派遣社員としての働き先を探す場合、給与の額はもちろん大切ですが、それ以外に忘れてはならないのが福利厚生の存在です。特に、交通費の有無は必ず確認するようにしましょう。なぜなら、交通費が別途支給されるということは、給与が上乗せされるのと同じ意味を持つからです。また、派遣社員が受けられる福祉厚生の種類は以前と比べて増えているため、交通費以外についても、その内容をしっかりと確認しておきたいところです。

たとえば、代表的なものとしては有給休暇が挙げられます。有給休暇は正社員しか利用できないと思われがちですが、決してそんなことはありません。一定の条件を満たしていれば派遣社員はもちろん、アルバイトやパートも利用は可能なのです。同様に、就業期間や勤務時間が一定ラインをクリアしていれば、健康診断を受けられる企業も数多く存在します。さらに、企業によっては資格取得のためのスキルアップ手当を受けられたり、各種施設の利用料が割引になったりもします。たとえ給与自体は同じぐらいだったとしても、こうした福利厚生があるとないとでは大違いです。必ずチェックして内容をよく吟味するようにしましょう。

5.派遣会社のマージン料について

派遣の話になると、しばしばマージンという言葉が登場します。これに関しては意味がよくわからないという方も多いのではないでしょうか。そこで、この段落では「派遣のマージン」の意味やマージンで支払う額の相場などについて解説していきます。

5-1.派遣会社のマージンとは?

一言でいえば、マージンとは仲介手数料のことです。派遣会社は派遣先に人材を紹介する代わりに紹介料を受け取ります。そして、紹介料の中から派遣社員に給与を支払い、残ったお金が「派遣会社のマージン」というわけです。その相場は仲介手数料の20~30%といったところです。ちなみに、マージン率は公開の義務があり、派遣会社のホームページやパンフレットなどで確認することができます。

一見、マージン率が低いほど良心的な会社だと思われがちですが、必ずしもそういうわけではありません。なぜなら、マージンは派遣会社の取り分というだけでなく、その一部を派遣労働者に対する福利厚生や教育・フォローなどに還元しているからです。また、マージン率の低い会社は派遣先から安い料金しか受け取っておらず、競争力に欠ける可能性もあります。そのため、マージン率だけで登録する派遣会社を決めるのはおすすめできません。

5-2.求人に掲載されているのはマージンを引いた後の額

前述の通り、マージンとは派遣先から派遣会社に払われるものです。したがって、労働者が支払う必要はありません。また、求人に記載されている時給からはすでに派遣会社のマージンは引かれています。マージンといえば、稼いだお金のなかから差し引かれるというイメージを抱いている方がいるかもしれませんが、実際のところはそういった心配は一切ないのです。

### 指示 1
本文によると、派遣会社のマージンの相場は仲介手数料のどのくらいですか。
これらの行は本文の内容とは関係がありません。

(コレクションから抽出したデータ)
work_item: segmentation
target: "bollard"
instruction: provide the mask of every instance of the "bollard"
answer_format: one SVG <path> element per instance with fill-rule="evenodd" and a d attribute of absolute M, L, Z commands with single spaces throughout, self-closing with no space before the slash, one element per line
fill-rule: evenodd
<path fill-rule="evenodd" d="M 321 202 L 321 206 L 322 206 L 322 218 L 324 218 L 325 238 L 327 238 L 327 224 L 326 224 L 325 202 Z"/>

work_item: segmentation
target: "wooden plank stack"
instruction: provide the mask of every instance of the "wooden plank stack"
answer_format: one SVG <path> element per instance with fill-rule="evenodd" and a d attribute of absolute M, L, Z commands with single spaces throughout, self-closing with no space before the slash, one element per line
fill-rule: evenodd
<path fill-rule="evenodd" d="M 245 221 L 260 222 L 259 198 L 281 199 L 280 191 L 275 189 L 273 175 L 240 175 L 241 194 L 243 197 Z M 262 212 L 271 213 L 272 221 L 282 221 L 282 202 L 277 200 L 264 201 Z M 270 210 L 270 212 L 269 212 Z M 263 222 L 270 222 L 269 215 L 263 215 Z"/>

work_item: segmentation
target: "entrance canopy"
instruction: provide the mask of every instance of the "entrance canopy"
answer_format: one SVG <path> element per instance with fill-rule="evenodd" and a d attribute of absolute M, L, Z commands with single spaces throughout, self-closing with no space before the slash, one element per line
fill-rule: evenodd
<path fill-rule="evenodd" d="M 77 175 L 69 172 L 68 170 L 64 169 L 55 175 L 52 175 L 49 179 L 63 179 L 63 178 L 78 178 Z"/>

### 指示 2
文字列「target」を含む行をすべて報告してください。大文字と小文字は区別します。

### 回答 1
仲介手数料の20~30%程度です。

### 回答 2
target: "bollard"
target: "wooden plank stack"
target: "entrance canopy"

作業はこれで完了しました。